BRIEF:
In the excerpt on the VR experience, turn the paragraph beginning "Software developers, computer scientists" into a short bulleted list that keeps its main facts.

TEXT EXCERPT:
* * * * * * * * *

The VR experience about the home for coloured children should be ready for Nova Scotia classrooms in early 2019.
"And Nova Scotia will end up being ahead of most of the other provinces when it comes to a really meaningful way of using VR in the classroom," said Llewellyn.
She believes there are lots of possibilities to use VR resources to address various historical harms — the internment of Japanese Canadians during the Second World War, forcing First Nations children into residential schools and the Holocaust.
But that is all in the future. First, Llewellyn and The Games Institute have to finish the VR experience about three survivors of the Nova Scotia Home for Coloured Children.
Interviews with the survivors are recorded. Artists study photos, videos and plans of the school. They also use the interviews to recreate the interior of the school and the surrounding grounds, including the rock that was a refuge for some.
Software developers, computer scientists, artists, writers and technicians all help build the visual and audio content that creates the virtual world. The entire VR experience will run about 15 minutes and include the experiences of three survivors.
What viewers see in their VR headsets will be complemented by the recorded recollections of the survivors. A student watching this will be able to turn on the radio in the kitchen of the residential school and hear the music that was played back then. They will meet the matron who oversaw the kitchen and took a liking to one of the boys, giving him extra food and the nickname Bread-and-Butter Boy.

* * * * * * * * *

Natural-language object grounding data

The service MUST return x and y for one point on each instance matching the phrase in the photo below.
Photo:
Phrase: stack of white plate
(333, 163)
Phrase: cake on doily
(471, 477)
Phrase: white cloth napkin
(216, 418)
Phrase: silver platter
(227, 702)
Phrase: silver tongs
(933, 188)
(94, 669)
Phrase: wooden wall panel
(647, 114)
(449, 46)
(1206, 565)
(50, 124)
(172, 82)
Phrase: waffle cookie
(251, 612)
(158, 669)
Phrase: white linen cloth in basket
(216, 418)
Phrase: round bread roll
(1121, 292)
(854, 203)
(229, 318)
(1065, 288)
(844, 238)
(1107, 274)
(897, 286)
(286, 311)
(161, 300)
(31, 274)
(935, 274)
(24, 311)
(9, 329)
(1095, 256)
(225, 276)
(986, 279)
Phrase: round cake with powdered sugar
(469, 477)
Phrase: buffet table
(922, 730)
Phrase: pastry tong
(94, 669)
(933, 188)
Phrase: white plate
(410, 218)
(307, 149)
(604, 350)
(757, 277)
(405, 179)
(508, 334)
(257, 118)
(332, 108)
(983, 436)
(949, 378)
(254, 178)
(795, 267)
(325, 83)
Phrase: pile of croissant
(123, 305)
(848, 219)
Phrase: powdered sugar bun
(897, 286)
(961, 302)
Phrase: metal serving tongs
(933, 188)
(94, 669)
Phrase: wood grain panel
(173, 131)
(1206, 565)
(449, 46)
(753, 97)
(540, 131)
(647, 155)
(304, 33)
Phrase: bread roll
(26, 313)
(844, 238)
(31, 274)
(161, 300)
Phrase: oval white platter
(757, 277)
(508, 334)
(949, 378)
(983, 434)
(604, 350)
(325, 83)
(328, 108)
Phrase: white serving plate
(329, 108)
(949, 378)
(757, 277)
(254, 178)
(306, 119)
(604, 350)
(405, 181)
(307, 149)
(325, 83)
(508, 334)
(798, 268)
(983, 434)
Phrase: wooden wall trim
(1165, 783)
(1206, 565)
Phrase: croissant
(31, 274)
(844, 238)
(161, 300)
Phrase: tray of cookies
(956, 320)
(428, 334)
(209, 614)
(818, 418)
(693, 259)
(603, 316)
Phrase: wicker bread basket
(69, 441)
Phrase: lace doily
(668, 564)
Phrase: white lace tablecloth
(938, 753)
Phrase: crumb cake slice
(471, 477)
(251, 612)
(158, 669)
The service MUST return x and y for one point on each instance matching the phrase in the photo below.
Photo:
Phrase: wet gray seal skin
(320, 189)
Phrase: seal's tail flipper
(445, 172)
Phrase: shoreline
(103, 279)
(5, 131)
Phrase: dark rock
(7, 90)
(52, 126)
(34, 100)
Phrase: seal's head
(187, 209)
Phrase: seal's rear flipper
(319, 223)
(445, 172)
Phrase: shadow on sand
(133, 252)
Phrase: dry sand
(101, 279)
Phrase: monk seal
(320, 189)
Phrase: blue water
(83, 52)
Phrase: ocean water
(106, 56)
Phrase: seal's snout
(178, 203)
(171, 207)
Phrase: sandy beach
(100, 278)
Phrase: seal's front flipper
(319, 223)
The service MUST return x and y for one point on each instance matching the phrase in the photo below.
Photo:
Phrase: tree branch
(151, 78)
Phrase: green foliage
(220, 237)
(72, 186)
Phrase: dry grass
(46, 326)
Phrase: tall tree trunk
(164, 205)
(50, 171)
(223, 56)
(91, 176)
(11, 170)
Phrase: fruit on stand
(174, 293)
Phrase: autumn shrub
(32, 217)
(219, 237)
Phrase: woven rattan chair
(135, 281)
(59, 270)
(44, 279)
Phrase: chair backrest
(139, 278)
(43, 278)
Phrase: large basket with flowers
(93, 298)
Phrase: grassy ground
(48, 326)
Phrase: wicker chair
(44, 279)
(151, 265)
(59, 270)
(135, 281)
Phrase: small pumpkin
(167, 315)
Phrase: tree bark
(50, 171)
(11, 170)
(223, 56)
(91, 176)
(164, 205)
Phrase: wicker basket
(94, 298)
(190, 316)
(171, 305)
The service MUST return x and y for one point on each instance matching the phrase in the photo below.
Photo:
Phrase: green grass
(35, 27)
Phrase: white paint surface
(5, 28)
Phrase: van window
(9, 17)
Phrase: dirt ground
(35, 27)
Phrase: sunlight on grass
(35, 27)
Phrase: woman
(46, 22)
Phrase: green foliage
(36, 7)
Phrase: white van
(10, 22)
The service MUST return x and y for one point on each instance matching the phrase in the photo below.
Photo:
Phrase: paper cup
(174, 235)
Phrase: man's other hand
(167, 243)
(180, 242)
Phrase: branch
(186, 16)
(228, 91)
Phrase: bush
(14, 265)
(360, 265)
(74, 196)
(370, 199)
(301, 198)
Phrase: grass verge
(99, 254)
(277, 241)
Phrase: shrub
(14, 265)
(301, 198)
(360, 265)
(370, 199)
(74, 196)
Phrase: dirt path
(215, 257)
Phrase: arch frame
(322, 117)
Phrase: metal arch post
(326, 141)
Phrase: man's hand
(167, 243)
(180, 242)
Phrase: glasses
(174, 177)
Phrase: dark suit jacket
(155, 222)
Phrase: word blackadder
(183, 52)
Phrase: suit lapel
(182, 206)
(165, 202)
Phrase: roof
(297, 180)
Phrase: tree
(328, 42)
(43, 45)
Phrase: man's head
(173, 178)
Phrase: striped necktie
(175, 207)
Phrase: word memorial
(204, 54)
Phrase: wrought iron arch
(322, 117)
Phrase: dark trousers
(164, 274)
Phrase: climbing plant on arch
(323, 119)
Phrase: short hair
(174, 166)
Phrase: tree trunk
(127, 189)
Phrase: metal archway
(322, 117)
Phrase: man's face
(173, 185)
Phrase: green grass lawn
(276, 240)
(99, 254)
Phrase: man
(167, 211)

* * * * * * * * *

ANSWER SECTION:
- Software developers, computer scientists, artists, writers and technicians help build the visual and audio content of the virtual world.
- The whole VR experience will run about 15 minutes.
- It will include the experiences of three survivors.